(What is being asked) Format every line of the entries below as a JSON list of strings, one string per line, leaving out blank lines.

(Listed records)
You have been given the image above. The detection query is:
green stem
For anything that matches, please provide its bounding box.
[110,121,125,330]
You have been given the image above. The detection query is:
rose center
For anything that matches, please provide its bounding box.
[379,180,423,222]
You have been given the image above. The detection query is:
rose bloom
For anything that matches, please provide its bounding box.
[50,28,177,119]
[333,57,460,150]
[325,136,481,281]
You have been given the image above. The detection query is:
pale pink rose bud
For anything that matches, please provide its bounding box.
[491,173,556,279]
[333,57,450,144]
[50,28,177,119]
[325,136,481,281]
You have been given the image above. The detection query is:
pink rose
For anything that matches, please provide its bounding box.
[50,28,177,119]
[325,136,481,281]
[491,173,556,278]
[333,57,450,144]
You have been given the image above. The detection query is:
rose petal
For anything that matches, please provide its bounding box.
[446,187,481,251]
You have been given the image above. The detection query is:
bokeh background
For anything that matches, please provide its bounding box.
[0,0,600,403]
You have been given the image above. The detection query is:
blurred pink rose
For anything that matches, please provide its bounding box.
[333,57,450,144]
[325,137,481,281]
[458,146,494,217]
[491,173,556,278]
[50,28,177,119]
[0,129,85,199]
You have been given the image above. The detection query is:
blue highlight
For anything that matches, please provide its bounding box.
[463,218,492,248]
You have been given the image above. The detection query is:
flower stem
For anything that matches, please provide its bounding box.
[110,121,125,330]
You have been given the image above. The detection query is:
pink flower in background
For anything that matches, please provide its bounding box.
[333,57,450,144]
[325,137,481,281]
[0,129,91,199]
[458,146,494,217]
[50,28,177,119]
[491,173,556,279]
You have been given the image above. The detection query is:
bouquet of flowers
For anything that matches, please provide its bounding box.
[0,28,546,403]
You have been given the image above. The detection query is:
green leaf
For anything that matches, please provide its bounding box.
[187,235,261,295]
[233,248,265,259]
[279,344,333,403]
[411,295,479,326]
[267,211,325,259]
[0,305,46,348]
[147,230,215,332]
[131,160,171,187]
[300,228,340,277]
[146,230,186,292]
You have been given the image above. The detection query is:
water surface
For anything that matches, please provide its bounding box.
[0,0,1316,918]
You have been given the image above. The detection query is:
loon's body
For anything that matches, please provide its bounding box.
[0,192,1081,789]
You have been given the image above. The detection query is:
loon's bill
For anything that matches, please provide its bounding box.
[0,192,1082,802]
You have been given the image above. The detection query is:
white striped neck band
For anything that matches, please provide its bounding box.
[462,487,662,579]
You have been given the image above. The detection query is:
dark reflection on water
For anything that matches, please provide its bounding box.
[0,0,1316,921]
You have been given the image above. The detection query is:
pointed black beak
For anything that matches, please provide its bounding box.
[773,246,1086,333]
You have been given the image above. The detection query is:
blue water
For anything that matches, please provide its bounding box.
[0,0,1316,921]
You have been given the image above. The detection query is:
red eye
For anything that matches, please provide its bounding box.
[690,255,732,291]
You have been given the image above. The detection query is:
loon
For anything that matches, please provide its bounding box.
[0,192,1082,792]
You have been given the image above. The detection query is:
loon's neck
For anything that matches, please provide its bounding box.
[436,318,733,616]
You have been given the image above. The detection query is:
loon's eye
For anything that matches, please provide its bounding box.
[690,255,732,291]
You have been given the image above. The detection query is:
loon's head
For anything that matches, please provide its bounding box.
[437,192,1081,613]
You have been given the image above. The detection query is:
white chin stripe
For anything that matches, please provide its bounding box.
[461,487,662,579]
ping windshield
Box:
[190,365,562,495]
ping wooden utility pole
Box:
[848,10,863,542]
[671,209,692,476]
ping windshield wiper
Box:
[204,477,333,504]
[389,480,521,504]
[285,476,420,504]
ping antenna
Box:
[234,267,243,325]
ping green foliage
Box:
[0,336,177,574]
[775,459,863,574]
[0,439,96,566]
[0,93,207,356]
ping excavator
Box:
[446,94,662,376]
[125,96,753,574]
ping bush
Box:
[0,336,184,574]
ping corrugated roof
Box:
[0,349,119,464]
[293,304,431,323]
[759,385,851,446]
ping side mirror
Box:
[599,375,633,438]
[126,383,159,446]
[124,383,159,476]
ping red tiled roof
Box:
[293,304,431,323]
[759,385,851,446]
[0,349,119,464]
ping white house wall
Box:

(Answer to this task)
[
  "You have been given the image above. The detection query is:",
  "green stem",
  "For anything that matches, please provide its bounding box.",
  "[110,121,125,330]",
  "You have been given the image above. The detection query is:",
  "rose center",
  "For anything that matches, please provide its bounding box.",
  "[379,180,423,222]",
  "You have been given the image above. The detection query is:",
  "rose bloom",
  "For anything that matches, please provide its bounding box.",
  "[50,28,177,119]",
  "[333,57,460,150]",
  "[325,136,481,281]",
  "You have been given the image above. The detection query is:",
  "pale pink rose bud",
  "For anything that matches, please provide its bounding box.",
  "[491,173,556,279]",
  "[333,57,450,144]",
  "[50,28,177,119]",
  "[325,136,481,281]",
  "You have been given the image above. The detection query is:",
  "pink rose",
  "For anything that matches, please provide its bounding box.",
  "[50,28,177,119]",
  "[325,136,481,281]",
  "[491,173,556,278]",
  "[333,57,450,144]",
  "You have been given the image above. The detection query is:",
  "rose petal",
  "For anything that matches, please provide its bounding box.",
  "[446,187,481,251]",
  "You have been given the image above. The detection query is:",
  "bokeh background",
  "For anything that matches, please provide its bounding box.",
  "[0,0,600,403]",
  "You have been given the image above. The detection query is:",
  "blurred pink rose",
  "For anything that matches, please provide its bounding box.",
  "[333,57,450,144]",
  "[325,137,481,281]",
  "[458,146,494,217]",
  "[491,173,556,278]",
  "[50,28,177,119]",
  "[0,129,85,199]",
  "You have been given the image above. The detection query is:",
  "blue highlight",
  "For anything that matches, please provide its bounding box.",
  "[463,218,492,248]",
  "You have been given the image above. The detection query is:",
  "flower stem",
  "For anything that matches, please provide its bounding box.",
  "[110,121,125,330]",
  "You have been given the image above. The detection query is:",
  "pink flower in background",
  "For anything that matches, please provide its bounding box.",
  "[333,57,450,144]",
  "[325,137,481,281]",
  "[0,129,91,199]",
  "[458,146,494,217]",
  "[50,28,177,119]",
  "[491,173,556,279]",
  "You have been given the image above. The detection query is:",
  "bouquet of flowers",
  "For anything that matches, please provide its bounding box.",
  "[0,28,546,403]",
  "You have been given the image above. The detection query is:",
  "green leaf",
  "For anything that matches, please provide its bounding box.",
  "[187,235,261,295]",
  "[233,248,265,259]",
  "[279,344,333,403]",
  "[411,295,479,326]",
  "[267,211,325,259]",
  "[0,305,46,348]",
  "[147,230,215,332]",
  "[131,160,171,187]",
  "[300,228,340,277]",
  "[146,230,186,292]",
  "You have been given the image above. The detection query is:",
  "water surface",
  "For anything that matches, please provide its bounding box.",
  "[0,0,1316,918]",
  "You have been given the image above. The detection query is:",
  "loon's body",
  "For anything that matches, please provide its bounding box.",
  "[0,192,1081,789]",
  "You have been given the image above. The detection query is:",
  "loon's bill",
  "For anything that matches, please provide its bounding box.",
  "[0,192,1082,802]",
  "You have been given the image above. The detection query is:",
  "white striped neck band",
  "For anything that matches, please provide its bounding box.",
  "[462,487,662,579]",
  "You have been given the image above. The detection query is:",
  "dark reflection on water",
  "For anything that matches, please provide its bounding box.",
  "[0,0,1316,921]",
  "You have been given the image above. The detection query is:",
  "pointed black beak",
  "For anything that matches, please provide its bounding box.",
  "[773,246,1086,333]",
  "You have been given the image above. The detection query is:",
  "blue water",
  "For anything that matches, please provide its bounding box.",
  "[0,0,1316,921]",
  "You have been given the image above. The detection query is:",
  "red eye",
  "For anything that matches, please provide its bounding box.",
  "[690,255,732,291]",
  "You have been given the image above. The detection query is:",
  "loon",
  "For anything that matches, please provide its bounding box.",
  "[0,192,1082,792]",
  "You have been given the image above. The detection query is:",
  "loon's neck",
  "For anything that matches, please provide its bounding box.",
  "[436,318,733,616]",
  "You have been given the image above. The detection query is:",
  "loon's eye",
  "For anything that matches, please provide its bounding box.",
  "[690,255,732,291]",
  "You have been given the image above. The detection query is:",
  "loon's head",
  "For anything that matches, please provide its bounding box.",
  "[437,192,1081,613]",
  "You have been given the image above. The detection query is:",
  "white chin stripe",
  "For anything that matches, please provide its bounding box.",
  "[461,487,662,579]",
  "ping windshield",
  "Box:",
  "[190,365,562,495]",
  "ping wooden utility pole",
  "Box:",
  "[848,10,863,542]",
  "[671,209,692,476]",
  "ping windshield wiper",
  "Box:",
  "[204,477,333,504]",
  "[389,480,521,504]",
  "[285,476,420,504]",
  "ping antenna",
  "Box:",
  "[234,267,243,325]",
  "ping green foliage",
  "Box:",
  "[0,336,177,574]",
  "[775,459,863,574]",
  "[0,439,96,566]",
  "[0,93,207,356]",
  "ping excavator",
  "Box:",
  "[446,94,662,376]",
  "[125,96,753,574]",
  "ping bush",
  "Box:",
  "[0,336,184,574]",
  "ping corrugated roof",
  "Box:",
  "[0,349,119,464]",
  "[293,304,431,323]",
  "[759,385,851,446]",
  "ping side mirror",
  "Box:",
  "[599,375,633,438]",
  "[126,383,159,446]",
  "[124,383,159,476]",
  "ping red tiled roof",
  "Box:",
  "[293,304,431,323]",
  "[759,385,851,446]",
  "[0,349,119,464]",
  "ping white house wall",
  "Box:"
]